Point annotations on photos
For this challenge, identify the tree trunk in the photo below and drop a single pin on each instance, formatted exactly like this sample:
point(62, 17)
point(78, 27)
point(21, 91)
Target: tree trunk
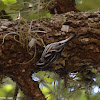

Brief
Reproduce every line of the listing above verbatim, omitting the picture.

Answer for the task
For this challenge, identify the tree trunk in the photo below and drop a single pin on each instance, formatted exactly like this sample:
point(62, 17)
point(78, 27)
point(21, 91)
Target: tree trunk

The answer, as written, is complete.